Requirement: Drop the pictures from the entries below, then reproduce the rest exactly.

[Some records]
▽

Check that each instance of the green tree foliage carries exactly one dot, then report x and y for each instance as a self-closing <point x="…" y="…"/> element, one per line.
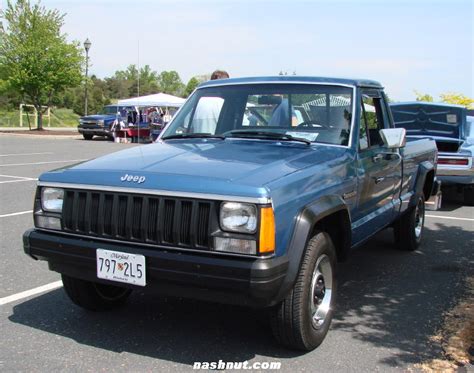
<point x="124" y="83"/>
<point x="171" y="83"/>
<point x="35" y="56"/>
<point x="448" y="98"/>
<point x="73" y="98"/>
<point x="457" y="99"/>
<point x="191" y="86"/>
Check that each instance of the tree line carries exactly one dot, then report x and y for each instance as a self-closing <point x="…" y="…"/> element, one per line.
<point x="39" y="66"/>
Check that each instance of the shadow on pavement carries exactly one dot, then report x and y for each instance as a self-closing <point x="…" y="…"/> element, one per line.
<point x="387" y="298"/>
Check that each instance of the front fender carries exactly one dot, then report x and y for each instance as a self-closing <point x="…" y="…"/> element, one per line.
<point x="306" y="221"/>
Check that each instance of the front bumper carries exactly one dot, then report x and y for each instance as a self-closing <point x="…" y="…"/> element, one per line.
<point x="233" y="280"/>
<point x="94" y="130"/>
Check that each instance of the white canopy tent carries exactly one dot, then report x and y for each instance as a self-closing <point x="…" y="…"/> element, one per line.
<point x="157" y="99"/>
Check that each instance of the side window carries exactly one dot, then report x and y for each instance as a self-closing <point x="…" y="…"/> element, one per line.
<point x="374" y="118"/>
<point x="206" y="115"/>
<point x="363" y="136"/>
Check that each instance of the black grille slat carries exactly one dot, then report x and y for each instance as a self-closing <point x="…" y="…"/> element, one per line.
<point x="185" y="223"/>
<point x="108" y="205"/>
<point x="168" y="221"/>
<point x="136" y="217"/>
<point x="122" y="214"/>
<point x="81" y="211"/>
<point x="94" y="213"/>
<point x="150" y="219"/>
<point x="202" y="235"/>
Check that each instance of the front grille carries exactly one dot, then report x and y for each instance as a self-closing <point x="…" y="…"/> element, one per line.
<point x="89" y="123"/>
<point x="139" y="218"/>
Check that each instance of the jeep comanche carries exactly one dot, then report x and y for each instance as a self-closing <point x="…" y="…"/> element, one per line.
<point x="251" y="195"/>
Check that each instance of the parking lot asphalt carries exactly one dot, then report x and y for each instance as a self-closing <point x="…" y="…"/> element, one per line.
<point x="389" y="302"/>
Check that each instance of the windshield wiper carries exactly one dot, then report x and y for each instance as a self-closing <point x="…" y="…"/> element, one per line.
<point x="267" y="135"/>
<point x="193" y="136"/>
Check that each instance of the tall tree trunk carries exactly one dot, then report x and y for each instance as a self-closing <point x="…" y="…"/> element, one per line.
<point x="39" y="112"/>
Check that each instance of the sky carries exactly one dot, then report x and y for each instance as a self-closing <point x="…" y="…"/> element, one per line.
<point x="406" y="45"/>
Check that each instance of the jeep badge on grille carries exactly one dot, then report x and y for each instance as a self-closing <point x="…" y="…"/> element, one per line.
<point x="133" y="178"/>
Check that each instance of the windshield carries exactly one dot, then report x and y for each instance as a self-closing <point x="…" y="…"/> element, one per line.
<point x="317" y="113"/>
<point x="111" y="110"/>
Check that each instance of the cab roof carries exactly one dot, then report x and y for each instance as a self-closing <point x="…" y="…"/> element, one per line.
<point x="292" y="79"/>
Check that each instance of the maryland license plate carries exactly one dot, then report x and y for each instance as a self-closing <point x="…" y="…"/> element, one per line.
<point x="121" y="267"/>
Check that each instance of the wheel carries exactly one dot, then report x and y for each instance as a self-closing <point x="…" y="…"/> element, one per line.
<point x="469" y="196"/>
<point x="409" y="229"/>
<point x="302" y="320"/>
<point x="93" y="296"/>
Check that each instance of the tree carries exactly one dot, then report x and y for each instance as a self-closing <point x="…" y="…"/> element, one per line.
<point x="191" y="86"/>
<point x="423" y="97"/>
<point x="171" y="83"/>
<point x="36" y="57"/>
<point x="448" y="98"/>
<point x="124" y="83"/>
<point x="457" y="99"/>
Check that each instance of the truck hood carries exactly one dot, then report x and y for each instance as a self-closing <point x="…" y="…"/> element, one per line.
<point x="428" y="119"/>
<point x="229" y="167"/>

△

Result below:
Check that each instance of the green tree foliage carries exactly one dot, then report x and y for each instance as a self-closing <point x="…" y="…"/> element, one per line.
<point x="124" y="83"/>
<point x="171" y="83"/>
<point x="35" y="56"/>
<point x="448" y="98"/>
<point x="73" y="98"/>
<point x="457" y="99"/>
<point x="191" y="86"/>
Check that each instance of the tree line carries exactly one dot, then report x and y for each instance as a self-closing <point x="…" y="…"/> element, one per line.
<point x="39" y="66"/>
Check that each instance of the shadow on pavement carries exactly one dot, then report x and y for each instance as a self-closing <point x="…" y="…"/> element, one per line.
<point x="387" y="298"/>
Check that each instance of the front fender carries exactly one dot, then report x and y for each instance as a self-closing <point x="…" y="…"/> element, one per line.
<point x="306" y="221"/>
Check that each instance of the front bumper carries exactly one dot, then report x and y for each instance as a self-closing <point x="…" y="…"/> element, one per line.
<point x="233" y="280"/>
<point x="94" y="130"/>
Check that each instance of the white canopy tent carries exactly one dot, then report x and y for each instance as a self-closing <point x="…" y="…"/> element, one per line.
<point x="157" y="99"/>
Check that each instance of the side window carries exactly one dot, then report x and y for each instance as a self-closing <point x="…" y="…"/> element, one per line.
<point x="374" y="118"/>
<point x="206" y="115"/>
<point x="363" y="136"/>
Check that each instance of the black grille slat carries exactly one dot, then report x and y for each instance as a self-closing <point x="…" y="…"/> element, one per line.
<point x="185" y="223"/>
<point x="108" y="205"/>
<point x="168" y="221"/>
<point x="136" y="217"/>
<point x="122" y="214"/>
<point x="81" y="211"/>
<point x="94" y="213"/>
<point x="150" y="219"/>
<point x="202" y="235"/>
Check that each instance of the front grille carries exactly one dot, then report x and y for each instance as a self-closing <point x="…" y="…"/> element, one per line.
<point x="89" y="123"/>
<point x="139" y="218"/>
Check that each instance of the jeep comanche carries exactly one dot, then report x and y for each instance as a self-closing <point x="…" y="…"/> element, one per line.
<point x="251" y="195"/>
Check that each instance of the parking lot asphalt carries exactly one dot, then report x and y for each instance as a self-closing <point x="…" y="…"/> element, one per line.
<point x="389" y="302"/>
Check that each instance of the windshield wiper carries exactly one dot, then report x and y for each instance as a self-closing <point x="…" y="…"/> element, one per line.
<point x="267" y="135"/>
<point x="193" y="136"/>
Check that each instance of the tall tree trunk carries exactly one dot, then report x and y for each instance as a self-closing <point x="…" y="…"/> element, one per line.
<point x="39" y="112"/>
Check that each instance of the sky carries exactly one dot, then report x and y for each instance as a self-closing <point x="…" y="…"/> element, one per line.
<point x="406" y="45"/>
Check that each instance of the jeep badge on grille carries exactly one dot, then report x and y for each instance as a self-closing <point x="…" y="…"/> element, one per line.
<point x="133" y="178"/>
Check that each instance of the windshield carries exactly one dot, then report x and y for each instance as a self-closing <point x="…" y="…"/> element, one per line.
<point x="317" y="113"/>
<point x="111" y="110"/>
Check that each instance of the cab roof carries exactly one dot, then report x and y for each instance as a self-closing <point x="…" y="…"/> element, one per line.
<point x="292" y="79"/>
Check that each instance of the maryland license plate carries exactly one dot, then report x and y for each instance as a self-closing <point x="…" y="…"/> element, one per line.
<point x="121" y="267"/>
Check that each instance of the wheel carries exactly one dot, then report x and y for each instance as a self-closing <point x="…" y="…"/> element, one per line.
<point x="469" y="196"/>
<point x="409" y="229"/>
<point x="302" y="320"/>
<point x="93" y="296"/>
Check that each instance of the tree carries exactly one dot, then report x and y for each instance as a self-closing <point x="…" y="…"/> element, one per line.
<point x="191" y="86"/>
<point x="423" y="97"/>
<point x="171" y="83"/>
<point x="36" y="57"/>
<point x="448" y="98"/>
<point x="124" y="83"/>
<point x="457" y="99"/>
Check that each instance of the truck hood carries exactly one dot, then report x and y for each instance as a self-closing <point x="…" y="…"/> element, one per line.
<point x="428" y="119"/>
<point x="229" y="167"/>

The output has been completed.